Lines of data
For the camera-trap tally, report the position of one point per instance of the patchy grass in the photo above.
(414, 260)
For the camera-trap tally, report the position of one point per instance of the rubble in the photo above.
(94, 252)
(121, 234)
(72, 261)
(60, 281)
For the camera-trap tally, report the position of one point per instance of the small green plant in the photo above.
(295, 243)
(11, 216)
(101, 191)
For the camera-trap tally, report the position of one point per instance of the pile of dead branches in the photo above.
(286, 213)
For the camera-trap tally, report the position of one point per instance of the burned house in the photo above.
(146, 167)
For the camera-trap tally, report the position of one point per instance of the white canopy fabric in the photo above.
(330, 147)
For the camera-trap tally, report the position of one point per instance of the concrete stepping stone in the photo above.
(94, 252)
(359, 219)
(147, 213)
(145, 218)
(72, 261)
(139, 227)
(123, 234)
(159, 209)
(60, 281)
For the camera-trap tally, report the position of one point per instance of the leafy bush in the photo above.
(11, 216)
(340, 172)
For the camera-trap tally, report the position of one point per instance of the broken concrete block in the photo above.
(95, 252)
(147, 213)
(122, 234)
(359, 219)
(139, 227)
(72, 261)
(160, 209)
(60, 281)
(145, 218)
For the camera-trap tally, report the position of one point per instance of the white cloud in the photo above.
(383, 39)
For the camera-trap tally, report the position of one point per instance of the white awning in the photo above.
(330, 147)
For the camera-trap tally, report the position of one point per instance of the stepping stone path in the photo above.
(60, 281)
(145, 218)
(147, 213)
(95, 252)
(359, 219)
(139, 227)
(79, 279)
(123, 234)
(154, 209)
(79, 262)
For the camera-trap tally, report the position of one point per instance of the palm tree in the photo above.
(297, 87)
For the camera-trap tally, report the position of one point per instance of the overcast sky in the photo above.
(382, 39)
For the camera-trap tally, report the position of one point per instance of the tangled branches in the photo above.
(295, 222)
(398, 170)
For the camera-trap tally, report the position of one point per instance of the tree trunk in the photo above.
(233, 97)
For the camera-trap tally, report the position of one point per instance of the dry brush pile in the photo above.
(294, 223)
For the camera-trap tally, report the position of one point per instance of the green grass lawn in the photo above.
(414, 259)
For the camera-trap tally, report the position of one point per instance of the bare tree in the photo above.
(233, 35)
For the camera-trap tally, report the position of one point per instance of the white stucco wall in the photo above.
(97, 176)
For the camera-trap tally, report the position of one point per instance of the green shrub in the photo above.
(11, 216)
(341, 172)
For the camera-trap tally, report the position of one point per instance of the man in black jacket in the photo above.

● **OBJECTIVE**
Faithfully copy every entry, leaving nothing out.

● **SOLVED EXERCISE**
For the camera-trap tally, report the position of one point per instance of the patchy grass in the photo above.
(414, 260)
For the camera-trap tally, report the position of one point per instance of the rubble in the photo above.
(94, 252)
(121, 234)
(72, 261)
(60, 281)
For the camera-trap tally, report the position of one point per instance of the small green plant in the photo above.
(295, 243)
(11, 216)
(101, 191)
For the camera-trap tally, report the position of one point per instance of the pile of dead branches in the photo above.
(286, 213)
For the camera-trap tally, report the position of one point per instance of the burned house in the photo above.
(146, 167)
For the camera-trap tally, report the position of one point per instance of the white canopy fabric in the photo above.
(330, 147)
For the camera-trap tally, report the position of one point per instance of the concrete stepping stone in the photo above.
(94, 252)
(359, 219)
(147, 213)
(145, 218)
(72, 261)
(139, 227)
(123, 234)
(159, 209)
(60, 281)
For the camera-trap tally, report the position of one point per instance of the leafy bush in the photo above.
(11, 216)
(340, 172)
For the camera-trap tally, report the position of one point per instance of the broken concrete block in the photo above.
(95, 252)
(147, 213)
(122, 234)
(359, 219)
(139, 227)
(72, 261)
(160, 209)
(60, 281)
(145, 218)
For the camera-trap tally, report the position of one point per instance of the white cloud in the photo above.
(383, 39)
For the camera-trap tally, report the position of one point per instance of the white awning in the photo above.
(330, 147)
For the camera-trap tally, report the position of one point per instance of the stepping stone path in the photo above.
(60, 281)
(145, 218)
(147, 213)
(95, 252)
(359, 219)
(139, 227)
(79, 279)
(123, 234)
(154, 209)
(79, 262)
For the camera-trap tally, report the position of one point per instance of the palm tree in the photo above.
(297, 87)
For the camera-trap tally, report the position of one point per instance of the overcast sky in the photo above.
(382, 39)
For the camera-trap tally, report the position of one point per instance of the tangled branches in the photo above.
(295, 222)
(398, 170)
For the camera-trap tally, report the position of one point per instance of the tree trunk in the photo above.
(233, 97)
For the camera-trap tally, report the position of one point per instance of the dry brush pile in the photo above.
(294, 223)
For the camera-trap tally, report the position of one point per instance of the green grass lawn in the photo above.
(414, 259)
For the camera-trap tally, report the position of one point per instance of the bare tree in the photo above.
(233, 35)
For the camera-trap tally, report the position of one point per instance of the white stucco wall in the photo above.
(97, 176)
For the camera-trap tally, report the position of one point per instance of the green shrub in the photo above.
(11, 216)
(341, 172)
For the camera-trap tally, report the position of one point per instance of the man in black jacket in the photo above.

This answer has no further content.